Very high gain darlingtons might also need a pullup close by.
If there are ground loop problems, I would indeed add an optocoupler. These tend to be open-collector types, so most of our calculations still apply after it :)
If you have lots of noise problems, you could even go crazy and use fiber optics from the NI6008 to the heater controller (leaving the controller close to the heater); Or, keep the controller close to the NI, and run the “high” current 300mA wires to the heater through the noisy area. These would be much more immune.
On a related note, you mentioned your heater is a _coil_ of nichrome around the superconducting wire. I am not at all certain about this, but:
Could this make the heater susceptible to picking up what is happening in the superconducting coil, especially when current suddenly rushes through the heated strip when it goes superconductive? If so, could it blow the controlling transistor, and the NI6008?
Would a different heater geometry help? (coiling around, then coiling as many times in the opposite direction; laying the nichrome back and forth parallel to the strip, and leaving at the same point it arrived; something else…)
Using an optocoupler would protect the NI6008 against very large induced voltages; fiber optic would make it unreachable.
Cheers,
Jonathan
I agree with the above analysis:
Not knowing the environment the driver will operate in; I would pick a TO-220 transistor or mosfet; they have a much better thermal resistance.

Position annotation records

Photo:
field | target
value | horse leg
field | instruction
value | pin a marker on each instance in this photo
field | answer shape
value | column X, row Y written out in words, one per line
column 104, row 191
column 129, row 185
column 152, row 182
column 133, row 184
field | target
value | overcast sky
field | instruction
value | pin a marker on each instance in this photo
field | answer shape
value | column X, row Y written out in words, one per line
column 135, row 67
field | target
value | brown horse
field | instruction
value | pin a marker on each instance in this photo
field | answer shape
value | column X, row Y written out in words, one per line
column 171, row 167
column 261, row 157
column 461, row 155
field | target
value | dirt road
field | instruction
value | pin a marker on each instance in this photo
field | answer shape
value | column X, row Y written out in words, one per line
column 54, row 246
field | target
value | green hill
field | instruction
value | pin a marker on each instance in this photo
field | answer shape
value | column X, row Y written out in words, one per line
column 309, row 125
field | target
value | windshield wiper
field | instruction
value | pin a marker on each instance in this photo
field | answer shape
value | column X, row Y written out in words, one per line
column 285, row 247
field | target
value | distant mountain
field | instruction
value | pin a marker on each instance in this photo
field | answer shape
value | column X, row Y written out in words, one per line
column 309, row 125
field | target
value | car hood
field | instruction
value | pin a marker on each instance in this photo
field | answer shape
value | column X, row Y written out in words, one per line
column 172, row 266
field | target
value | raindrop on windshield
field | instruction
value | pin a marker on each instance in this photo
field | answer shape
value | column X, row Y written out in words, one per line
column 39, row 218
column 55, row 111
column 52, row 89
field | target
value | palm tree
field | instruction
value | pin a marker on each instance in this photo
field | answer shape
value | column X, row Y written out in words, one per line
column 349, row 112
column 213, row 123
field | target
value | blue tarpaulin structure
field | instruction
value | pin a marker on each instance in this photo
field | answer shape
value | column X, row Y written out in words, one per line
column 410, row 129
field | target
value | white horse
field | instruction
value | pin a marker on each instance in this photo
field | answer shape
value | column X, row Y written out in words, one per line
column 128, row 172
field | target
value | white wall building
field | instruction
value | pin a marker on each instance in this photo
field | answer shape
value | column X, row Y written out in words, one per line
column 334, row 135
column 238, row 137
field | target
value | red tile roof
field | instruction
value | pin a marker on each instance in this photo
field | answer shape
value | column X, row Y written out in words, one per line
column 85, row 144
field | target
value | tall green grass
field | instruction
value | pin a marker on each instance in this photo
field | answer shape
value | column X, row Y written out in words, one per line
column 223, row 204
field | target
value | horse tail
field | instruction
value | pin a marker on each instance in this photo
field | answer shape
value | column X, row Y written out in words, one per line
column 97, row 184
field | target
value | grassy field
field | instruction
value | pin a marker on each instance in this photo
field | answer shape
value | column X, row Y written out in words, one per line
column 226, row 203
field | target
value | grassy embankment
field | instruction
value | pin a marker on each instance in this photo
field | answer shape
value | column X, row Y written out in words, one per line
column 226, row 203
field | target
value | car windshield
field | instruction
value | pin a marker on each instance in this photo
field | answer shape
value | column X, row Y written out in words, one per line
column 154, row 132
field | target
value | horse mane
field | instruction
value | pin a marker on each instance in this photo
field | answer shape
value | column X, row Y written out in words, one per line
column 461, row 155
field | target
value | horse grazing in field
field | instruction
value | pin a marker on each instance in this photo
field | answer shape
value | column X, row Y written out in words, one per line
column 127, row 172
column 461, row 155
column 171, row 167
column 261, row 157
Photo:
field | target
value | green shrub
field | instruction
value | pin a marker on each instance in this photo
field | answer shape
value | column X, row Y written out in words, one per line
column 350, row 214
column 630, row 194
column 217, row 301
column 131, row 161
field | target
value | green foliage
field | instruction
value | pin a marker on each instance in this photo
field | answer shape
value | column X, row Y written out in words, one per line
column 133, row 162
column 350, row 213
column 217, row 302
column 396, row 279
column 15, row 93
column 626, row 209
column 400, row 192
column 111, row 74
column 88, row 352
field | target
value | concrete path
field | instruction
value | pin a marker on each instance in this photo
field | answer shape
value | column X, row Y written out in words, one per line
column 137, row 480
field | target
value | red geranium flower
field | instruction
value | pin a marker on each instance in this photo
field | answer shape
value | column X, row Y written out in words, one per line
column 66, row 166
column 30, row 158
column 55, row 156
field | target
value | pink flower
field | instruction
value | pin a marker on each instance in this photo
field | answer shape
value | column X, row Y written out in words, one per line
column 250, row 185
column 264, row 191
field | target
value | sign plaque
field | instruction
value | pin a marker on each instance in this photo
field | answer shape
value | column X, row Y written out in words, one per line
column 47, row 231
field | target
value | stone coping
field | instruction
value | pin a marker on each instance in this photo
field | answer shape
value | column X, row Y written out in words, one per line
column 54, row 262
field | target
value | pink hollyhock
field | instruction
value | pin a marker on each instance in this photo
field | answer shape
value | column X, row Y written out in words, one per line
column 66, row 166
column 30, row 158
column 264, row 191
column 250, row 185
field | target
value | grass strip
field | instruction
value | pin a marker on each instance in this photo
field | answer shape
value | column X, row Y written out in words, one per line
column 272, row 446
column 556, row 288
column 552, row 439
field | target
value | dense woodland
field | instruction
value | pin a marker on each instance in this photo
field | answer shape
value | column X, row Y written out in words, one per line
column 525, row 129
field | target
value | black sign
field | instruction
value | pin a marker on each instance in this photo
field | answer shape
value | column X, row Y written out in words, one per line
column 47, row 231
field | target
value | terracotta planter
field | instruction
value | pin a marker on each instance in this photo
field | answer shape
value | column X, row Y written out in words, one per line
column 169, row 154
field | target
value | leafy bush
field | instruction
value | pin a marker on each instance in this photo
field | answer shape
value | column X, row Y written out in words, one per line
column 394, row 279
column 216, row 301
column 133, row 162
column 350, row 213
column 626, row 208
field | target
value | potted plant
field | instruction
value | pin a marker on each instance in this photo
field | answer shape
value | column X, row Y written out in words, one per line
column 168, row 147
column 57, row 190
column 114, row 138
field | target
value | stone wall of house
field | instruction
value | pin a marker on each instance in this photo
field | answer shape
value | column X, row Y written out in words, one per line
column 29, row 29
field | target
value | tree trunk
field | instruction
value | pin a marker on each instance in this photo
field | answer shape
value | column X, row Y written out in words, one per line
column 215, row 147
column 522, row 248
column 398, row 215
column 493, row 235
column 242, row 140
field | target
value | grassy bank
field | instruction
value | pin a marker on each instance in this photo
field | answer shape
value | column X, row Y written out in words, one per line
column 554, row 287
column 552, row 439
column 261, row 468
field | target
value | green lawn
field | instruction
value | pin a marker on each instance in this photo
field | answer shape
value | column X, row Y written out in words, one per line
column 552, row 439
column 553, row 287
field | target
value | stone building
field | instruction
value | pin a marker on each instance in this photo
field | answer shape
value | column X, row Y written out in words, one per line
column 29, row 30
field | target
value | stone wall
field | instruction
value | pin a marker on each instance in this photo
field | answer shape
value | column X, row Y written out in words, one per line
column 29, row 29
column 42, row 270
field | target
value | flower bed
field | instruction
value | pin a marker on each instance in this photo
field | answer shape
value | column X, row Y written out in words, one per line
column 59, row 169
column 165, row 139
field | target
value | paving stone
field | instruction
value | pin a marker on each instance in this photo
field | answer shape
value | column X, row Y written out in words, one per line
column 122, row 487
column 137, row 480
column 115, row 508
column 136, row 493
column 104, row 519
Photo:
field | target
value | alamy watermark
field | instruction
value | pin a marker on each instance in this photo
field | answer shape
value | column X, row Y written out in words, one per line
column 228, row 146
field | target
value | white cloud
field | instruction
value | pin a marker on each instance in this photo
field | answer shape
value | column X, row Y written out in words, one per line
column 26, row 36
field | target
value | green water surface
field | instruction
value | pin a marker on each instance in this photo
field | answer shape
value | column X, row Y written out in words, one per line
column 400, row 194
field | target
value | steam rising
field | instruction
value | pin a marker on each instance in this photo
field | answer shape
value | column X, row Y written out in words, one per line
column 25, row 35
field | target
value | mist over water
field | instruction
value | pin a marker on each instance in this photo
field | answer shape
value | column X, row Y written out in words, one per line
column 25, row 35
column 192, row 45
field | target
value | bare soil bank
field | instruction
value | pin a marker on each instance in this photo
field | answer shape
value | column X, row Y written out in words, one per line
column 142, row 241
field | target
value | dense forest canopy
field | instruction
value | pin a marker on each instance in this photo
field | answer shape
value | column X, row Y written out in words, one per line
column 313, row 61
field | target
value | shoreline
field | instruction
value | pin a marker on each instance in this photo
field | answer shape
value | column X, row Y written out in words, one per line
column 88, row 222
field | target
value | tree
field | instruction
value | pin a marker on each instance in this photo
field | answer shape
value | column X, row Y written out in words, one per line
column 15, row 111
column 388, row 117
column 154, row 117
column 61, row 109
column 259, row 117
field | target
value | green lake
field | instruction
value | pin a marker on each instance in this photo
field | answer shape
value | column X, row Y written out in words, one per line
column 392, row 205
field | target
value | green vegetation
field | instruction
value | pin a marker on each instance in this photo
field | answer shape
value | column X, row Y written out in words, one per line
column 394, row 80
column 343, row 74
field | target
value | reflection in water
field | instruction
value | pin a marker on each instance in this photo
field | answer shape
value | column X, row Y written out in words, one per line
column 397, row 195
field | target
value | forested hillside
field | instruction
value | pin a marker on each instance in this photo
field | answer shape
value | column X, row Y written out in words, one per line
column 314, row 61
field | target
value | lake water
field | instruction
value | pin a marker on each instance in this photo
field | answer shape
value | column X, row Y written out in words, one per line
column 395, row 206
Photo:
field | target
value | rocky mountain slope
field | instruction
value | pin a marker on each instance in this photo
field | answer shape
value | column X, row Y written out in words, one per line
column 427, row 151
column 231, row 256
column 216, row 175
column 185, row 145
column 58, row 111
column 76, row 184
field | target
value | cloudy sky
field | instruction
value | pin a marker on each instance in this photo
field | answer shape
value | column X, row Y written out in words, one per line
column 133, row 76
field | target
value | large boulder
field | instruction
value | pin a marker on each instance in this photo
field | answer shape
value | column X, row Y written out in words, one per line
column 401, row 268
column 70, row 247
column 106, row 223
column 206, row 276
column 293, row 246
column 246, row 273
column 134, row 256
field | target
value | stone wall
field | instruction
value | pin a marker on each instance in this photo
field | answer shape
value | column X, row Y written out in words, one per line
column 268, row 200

* * *

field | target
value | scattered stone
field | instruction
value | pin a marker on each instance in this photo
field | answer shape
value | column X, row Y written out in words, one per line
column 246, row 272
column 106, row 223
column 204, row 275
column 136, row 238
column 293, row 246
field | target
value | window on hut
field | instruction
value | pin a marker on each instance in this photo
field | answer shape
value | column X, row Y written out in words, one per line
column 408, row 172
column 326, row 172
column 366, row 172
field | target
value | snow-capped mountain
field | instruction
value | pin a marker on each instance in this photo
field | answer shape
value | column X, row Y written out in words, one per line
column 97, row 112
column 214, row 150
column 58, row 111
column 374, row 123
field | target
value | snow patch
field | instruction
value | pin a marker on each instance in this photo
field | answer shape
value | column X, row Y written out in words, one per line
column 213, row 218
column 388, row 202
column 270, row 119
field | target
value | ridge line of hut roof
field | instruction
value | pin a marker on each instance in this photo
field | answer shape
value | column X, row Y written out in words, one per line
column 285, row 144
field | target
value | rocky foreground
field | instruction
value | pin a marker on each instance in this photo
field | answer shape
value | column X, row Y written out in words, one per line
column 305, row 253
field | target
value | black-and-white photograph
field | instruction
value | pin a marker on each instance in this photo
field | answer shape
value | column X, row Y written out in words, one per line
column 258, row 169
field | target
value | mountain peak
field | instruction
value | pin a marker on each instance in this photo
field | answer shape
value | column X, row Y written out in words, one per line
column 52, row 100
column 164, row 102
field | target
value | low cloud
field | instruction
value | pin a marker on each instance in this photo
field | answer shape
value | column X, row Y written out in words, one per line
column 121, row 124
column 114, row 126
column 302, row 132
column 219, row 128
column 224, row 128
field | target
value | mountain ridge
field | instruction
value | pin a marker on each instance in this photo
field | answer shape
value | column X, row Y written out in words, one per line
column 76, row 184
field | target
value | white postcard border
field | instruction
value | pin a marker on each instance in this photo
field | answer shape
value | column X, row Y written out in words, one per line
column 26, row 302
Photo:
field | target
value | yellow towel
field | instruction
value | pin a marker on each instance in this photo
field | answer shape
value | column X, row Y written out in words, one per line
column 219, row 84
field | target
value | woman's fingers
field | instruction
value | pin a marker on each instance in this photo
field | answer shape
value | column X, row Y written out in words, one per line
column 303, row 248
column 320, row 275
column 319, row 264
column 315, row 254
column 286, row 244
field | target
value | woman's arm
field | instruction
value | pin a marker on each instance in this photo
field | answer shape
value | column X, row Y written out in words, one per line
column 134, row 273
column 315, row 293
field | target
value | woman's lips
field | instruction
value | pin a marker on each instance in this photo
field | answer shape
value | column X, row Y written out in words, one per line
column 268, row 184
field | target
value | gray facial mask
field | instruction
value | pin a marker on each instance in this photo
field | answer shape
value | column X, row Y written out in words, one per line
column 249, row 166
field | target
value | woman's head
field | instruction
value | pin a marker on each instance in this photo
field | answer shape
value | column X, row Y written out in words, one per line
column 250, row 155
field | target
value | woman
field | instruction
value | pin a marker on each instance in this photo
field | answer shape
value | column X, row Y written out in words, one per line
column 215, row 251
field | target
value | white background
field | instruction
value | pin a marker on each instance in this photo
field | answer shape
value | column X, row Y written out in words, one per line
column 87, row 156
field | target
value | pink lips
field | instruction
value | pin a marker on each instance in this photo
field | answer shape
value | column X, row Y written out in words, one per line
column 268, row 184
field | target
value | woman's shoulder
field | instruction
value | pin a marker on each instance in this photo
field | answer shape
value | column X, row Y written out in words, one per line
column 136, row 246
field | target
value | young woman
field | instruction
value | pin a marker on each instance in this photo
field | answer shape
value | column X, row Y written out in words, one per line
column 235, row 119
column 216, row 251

==

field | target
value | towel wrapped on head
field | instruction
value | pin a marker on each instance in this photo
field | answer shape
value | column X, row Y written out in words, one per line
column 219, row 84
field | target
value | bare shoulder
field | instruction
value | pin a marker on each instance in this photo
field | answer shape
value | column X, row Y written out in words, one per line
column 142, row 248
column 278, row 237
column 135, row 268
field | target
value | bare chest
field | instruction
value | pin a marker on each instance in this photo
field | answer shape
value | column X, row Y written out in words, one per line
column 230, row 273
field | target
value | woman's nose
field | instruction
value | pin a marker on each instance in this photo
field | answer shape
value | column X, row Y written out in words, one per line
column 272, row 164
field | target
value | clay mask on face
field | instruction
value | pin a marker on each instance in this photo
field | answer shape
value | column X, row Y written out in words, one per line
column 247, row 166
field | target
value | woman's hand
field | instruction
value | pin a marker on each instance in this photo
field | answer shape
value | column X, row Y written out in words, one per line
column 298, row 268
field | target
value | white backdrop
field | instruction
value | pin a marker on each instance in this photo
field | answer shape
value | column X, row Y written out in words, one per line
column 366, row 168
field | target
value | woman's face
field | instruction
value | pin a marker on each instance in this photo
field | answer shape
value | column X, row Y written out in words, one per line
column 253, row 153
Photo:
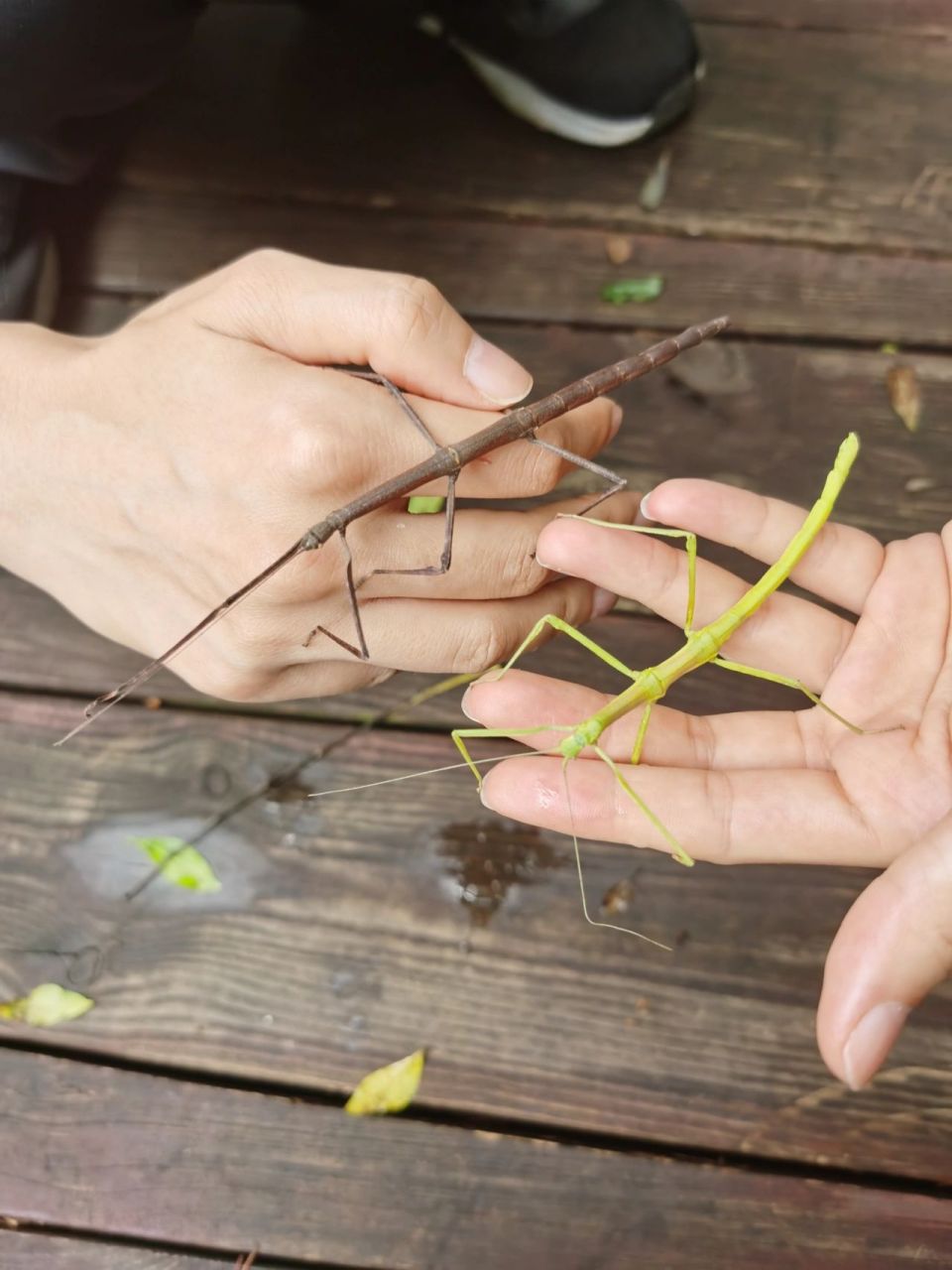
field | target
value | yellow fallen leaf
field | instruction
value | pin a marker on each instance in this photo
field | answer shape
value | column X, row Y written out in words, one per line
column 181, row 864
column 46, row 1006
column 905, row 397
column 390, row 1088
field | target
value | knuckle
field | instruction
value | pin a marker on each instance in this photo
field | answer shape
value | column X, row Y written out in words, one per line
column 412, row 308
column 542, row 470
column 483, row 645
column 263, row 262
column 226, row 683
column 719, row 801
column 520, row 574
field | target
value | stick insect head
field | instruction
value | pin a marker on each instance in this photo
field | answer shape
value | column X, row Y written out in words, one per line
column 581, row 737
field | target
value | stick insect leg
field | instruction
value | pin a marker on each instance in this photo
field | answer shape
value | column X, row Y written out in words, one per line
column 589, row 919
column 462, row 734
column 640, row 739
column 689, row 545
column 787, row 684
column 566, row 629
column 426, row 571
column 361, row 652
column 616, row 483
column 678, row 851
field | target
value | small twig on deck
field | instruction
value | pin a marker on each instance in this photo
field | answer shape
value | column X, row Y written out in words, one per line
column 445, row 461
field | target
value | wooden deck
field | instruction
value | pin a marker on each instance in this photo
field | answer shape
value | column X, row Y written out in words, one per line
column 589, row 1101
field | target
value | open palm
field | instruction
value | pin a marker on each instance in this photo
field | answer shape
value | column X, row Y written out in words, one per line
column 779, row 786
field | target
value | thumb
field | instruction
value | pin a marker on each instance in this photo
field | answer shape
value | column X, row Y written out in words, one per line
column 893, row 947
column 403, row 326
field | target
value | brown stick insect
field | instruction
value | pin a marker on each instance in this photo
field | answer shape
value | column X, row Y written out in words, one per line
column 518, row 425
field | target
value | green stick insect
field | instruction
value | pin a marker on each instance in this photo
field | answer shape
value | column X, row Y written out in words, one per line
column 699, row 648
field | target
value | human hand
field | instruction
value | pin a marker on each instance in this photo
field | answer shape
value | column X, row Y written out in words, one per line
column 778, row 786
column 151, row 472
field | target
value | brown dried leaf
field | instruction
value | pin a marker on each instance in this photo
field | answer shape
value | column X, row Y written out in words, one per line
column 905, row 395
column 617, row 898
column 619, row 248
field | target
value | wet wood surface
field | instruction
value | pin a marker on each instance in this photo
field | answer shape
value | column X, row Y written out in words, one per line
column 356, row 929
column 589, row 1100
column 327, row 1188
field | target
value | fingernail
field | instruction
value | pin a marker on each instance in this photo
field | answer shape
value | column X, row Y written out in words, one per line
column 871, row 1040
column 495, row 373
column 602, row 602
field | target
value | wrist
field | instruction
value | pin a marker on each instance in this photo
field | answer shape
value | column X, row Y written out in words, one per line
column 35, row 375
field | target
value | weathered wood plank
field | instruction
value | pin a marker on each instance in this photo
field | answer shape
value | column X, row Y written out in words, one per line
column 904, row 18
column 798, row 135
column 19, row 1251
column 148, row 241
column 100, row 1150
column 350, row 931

» **Task instructions**:
- 1) Can you locate every line of the records that contains the word "green" and copy each one?
- 2) Could you carry on the forum thread about driving the nichrome heater from the NI6008, starting after its last sentence?

» **Results in order**:
- 1)
value | green hill
value | tall green grass
value | green shrub
value | green foliage
value | green lawn
value | green water surface
value | green lake
value | green vegetation
value | green stick insect

- 2)
In addition, to avoid the “ground loop” problems you had before you might drop an opto-isolator in between the NI computer equipment and the driver.
Ray
To save on the power required to the heater (and thus heat delivered into the cryostat), you can position a pair of small rare-earth magnets near the heating coil. The field of the magnets will allow the transition to occur at a lower temperature. Just make sure they aren’t too powerful, or it will limit the amount of power you can run through the magnet. This is a so-called “Flux-assisted resistive current switch”.
you may want to protect your transistor with a diode since that nichrome is a coil, although I doubt the impedence is enough to build up a backward voltage that will fry your transistor.
I’m with Jonathen on this, the reason why this circuit actually works is quite intresting but it isn’t something that you should keep using. MOSFETs are probally a better idea in this case.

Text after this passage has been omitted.